Request 1:
Answer these questions using the passage about Zach Benson:
(a) How old was Benson when the Des Moines family adopted him?
(b) Which newspaper reported his story?
(c) How did he first start learning to dance?
Request 2:
Rewrite the passage about Zach Benson, starting at "Benson first piqued" and ending after "he really is.". Put "high school" in place of "college".

Source passage:
--------
A family in Des Moines, Iowa adopted a 4-month-old baby from South Korea. He grew up without knowing that he was Korean until he became the center of attention at school for “being Asian.” He then realized that he could not pronounce the letter “R.” His father tried training him for an hour every night before bedtime. By then, he had already lost his confidence. Until he turned 20, the kid avoided saying words that required him to pronounce the “R” sound.

Zach Benson’s journey, reported in local newspaper Des Moines Register, is the latest heartwarming story after the Korean-American adoptee has found a passion in dancing. The self-proclaimed “digital nomad,” now 31, is traveling around the globe to fulfill his creative nature and to run his business in South Korea and the Philippines.

Benson is a B-Boy, a hip hop dancer. His job requires him to travel around the world to express his passion and creativity. “Dancing gives me freedom,” he said.

What is his biggest value in life? “Bet on something you want to do in life and run towards your dream,” Benson said.

Benson first piqued his interest in dancing during college. Often a kid who lacked confidence, he was compelled to dedicate himself to dancing, which he says gives him “a way to express” who he really is.

Iowa is obviously a predominantly a region of Caucasians. Benson blamed himself for never being able to pronounce the “R” sound. Avoiding people and conversations became his habit. When he was introduced to dancing to hip hop music, he had finally found liberation. He began by simply mimicking the videos he saw on YouTube.
--------
Information supplied:
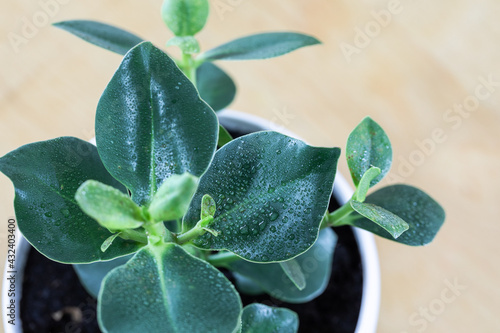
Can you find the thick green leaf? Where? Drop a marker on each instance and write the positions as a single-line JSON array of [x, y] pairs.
[[172, 200], [151, 123], [390, 222], [272, 192], [368, 146], [247, 286], [91, 275], [260, 318], [208, 206], [316, 264], [100, 34], [165, 289], [185, 17], [215, 86], [423, 215], [110, 207], [46, 176], [187, 44], [365, 183], [260, 46], [294, 272]]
--------
Expected output 1:
(a) He was 4 months old.
(b) The Des Moines Register.
(c) He mimicked videos he saw on YouTube.

Expected output 2:
Benson first piqued his interest in dancing during high school. Often a kid who lacked confidence, he was compelled to dedicate himself to dancing, which he says gives him “a way to express” who he really is.